Excerpted passage ->
---

In the Interest of: N.B., a Minor, Appeal of Comm.
In the Interest of: N.B., a Minor, Appeal of Comm.
Opinion
J-A33027-16 2017 PA Super 60 IN THE INTEREST OF: N.B., A MINOR : IN THE SUPERIOR COURT OF : PENNSYLVANIA : APPEAL OF: COMMONWEALTH OF : PENNSYLVANIA : : No. 527 WDA 2016 Appeal from the Order Dated March 11, 2016 In the Court of Common Pleas of McKean County Criminal Division at No(s): CP-42-JV-0000063-2015 BEFORE: LAZARUS, SOLANO, and STRASSBURGER, JJ.* DISSENTING OPINION BY SOLANO, J.: FILED MARCH 08, 2017 The Majority’s opinion omits facts that I consider critical and that compel affirmance. Appellee’s mother brought both Appellee (N.B.) and his twin brother (D.B.) to the police station to be interviewed about their joint alleged sexual misconduct. Both juveniles made inculpatory statements during their separate police interviews and both juveniles later moved to suppress those statements. Judge Hauser heard both motions, and, after separate hearings, he granted N.B.’s motion, but denied the motion made by D.B. He did so, he explained, because N.B.’s testimony during the suppression hearing convinced him that, unlike D.B., “[N.B.] did not intelligently, voluntarily, and knowingly give his statements” to the police.

---

Information given ->
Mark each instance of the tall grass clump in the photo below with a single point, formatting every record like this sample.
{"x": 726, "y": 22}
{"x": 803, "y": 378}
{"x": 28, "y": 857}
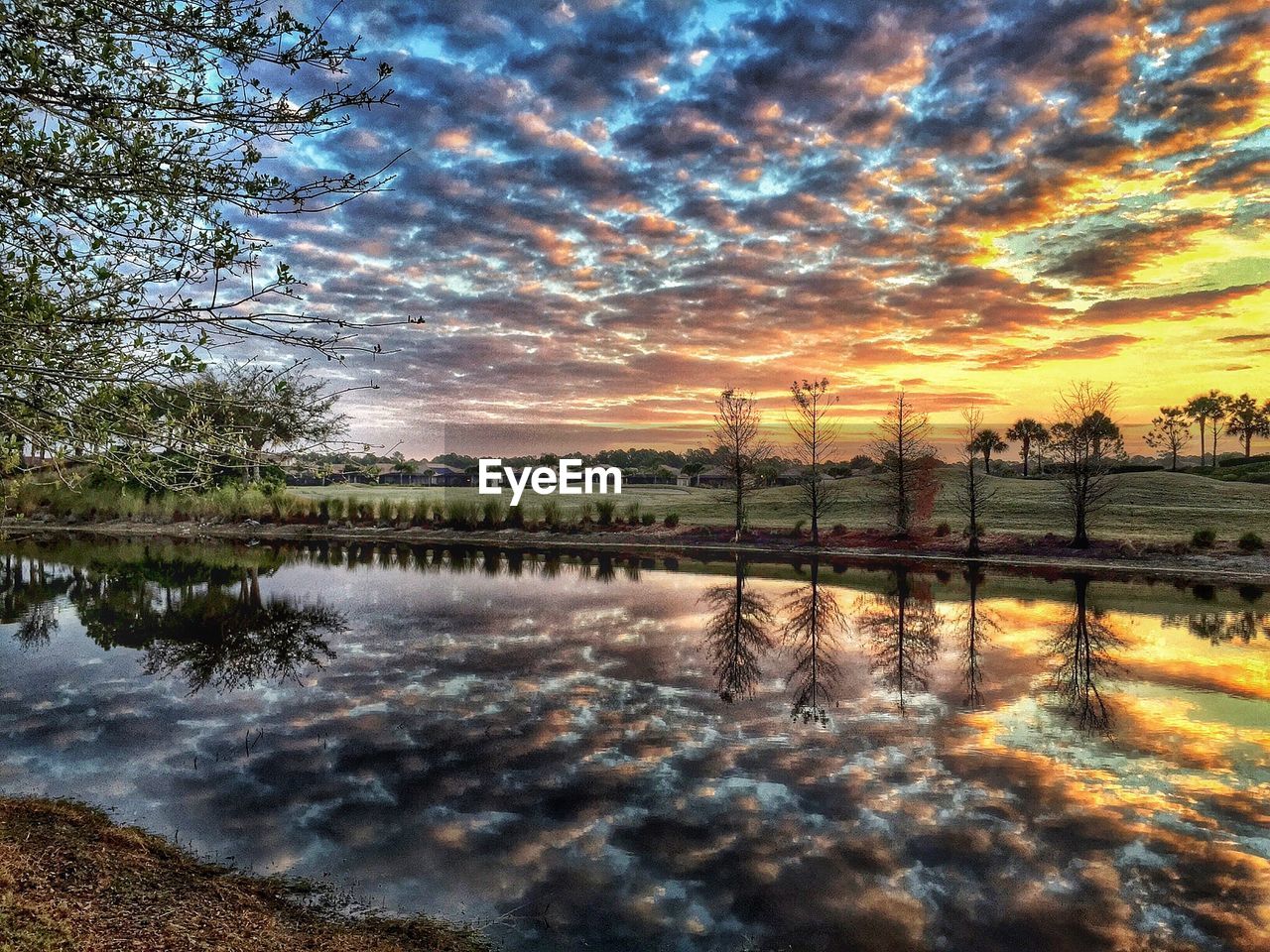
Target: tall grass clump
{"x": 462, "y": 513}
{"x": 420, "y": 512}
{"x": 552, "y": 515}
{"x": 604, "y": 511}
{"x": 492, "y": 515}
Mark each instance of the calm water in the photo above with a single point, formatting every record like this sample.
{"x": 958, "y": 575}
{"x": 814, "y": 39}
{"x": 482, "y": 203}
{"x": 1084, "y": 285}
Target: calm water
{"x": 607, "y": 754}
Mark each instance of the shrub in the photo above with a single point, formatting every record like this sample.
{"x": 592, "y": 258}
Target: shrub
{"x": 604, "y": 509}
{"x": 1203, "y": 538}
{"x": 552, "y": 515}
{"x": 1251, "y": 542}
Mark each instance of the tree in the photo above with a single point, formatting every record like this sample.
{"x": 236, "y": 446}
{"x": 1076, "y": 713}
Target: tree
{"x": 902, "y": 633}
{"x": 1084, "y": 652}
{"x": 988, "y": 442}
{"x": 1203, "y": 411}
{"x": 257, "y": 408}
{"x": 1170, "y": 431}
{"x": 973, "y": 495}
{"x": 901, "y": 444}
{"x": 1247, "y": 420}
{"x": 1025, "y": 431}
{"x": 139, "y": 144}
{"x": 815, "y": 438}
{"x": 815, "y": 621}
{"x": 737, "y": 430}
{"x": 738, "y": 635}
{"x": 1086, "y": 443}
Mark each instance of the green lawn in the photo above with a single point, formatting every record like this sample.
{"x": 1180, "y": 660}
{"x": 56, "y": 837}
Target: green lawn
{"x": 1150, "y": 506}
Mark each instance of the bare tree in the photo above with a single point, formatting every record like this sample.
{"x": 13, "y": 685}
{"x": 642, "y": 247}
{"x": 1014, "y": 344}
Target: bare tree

---

To do ->
a – Copy the entries word for word, from the line with "Mark each instance of the tree" through the final line of the entries.
b – Take the dissenting opinion on the suppression of N.B.'s statements further, starting after its last sentence.

Answers per task ->
a –
Mark each instance of the tree in the photo above with a single point, formatting every record like this sample.
{"x": 236, "y": 446}
{"x": 1076, "y": 713}
Target: tree
{"x": 902, "y": 633}
{"x": 1084, "y": 652}
{"x": 988, "y": 442}
{"x": 1203, "y": 411}
{"x": 257, "y": 408}
{"x": 1170, "y": 431}
{"x": 973, "y": 495}
{"x": 901, "y": 444}
{"x": 1247, "y": 420}
{"x": 1025, "y": 431}
{"x": 139, "y": 144}
{"x": 815, "y": 438}
{"x": 815, "y": 621}
{"x": 737, "y": 430}
{"x": 738, "y": 635}
{"x": 1086, "y": 443}
Mark each instance of the green lawn in the photo above with a single point, formatting every record like this sample.
{"x": 1180, "y": 660}
{"x": 56, "y": 837}
Target: green lawn
{"x": 1150, "y": 506}
Mark each instance of the bare tree in the photo above with a single point, formatting every record like this sample.
{"x": 13, "y": 685}
{"x": 642, "y": 247}
{"x": 1014, "y": 344}
Target: bare tree

b –
Tr. Ct. Rule 1925(a) Op., 7/1/16, at 3 (hereinafter, “Rule 1925(a) Op.”; page numbering added here and in subsequent citations).
Judge Hauser explained: The Court found great distinctions between [N.B.]’s case and his twin’s case on the issues of the statements being intelligent and * Retired Senior Judge assigned to the Superior Court.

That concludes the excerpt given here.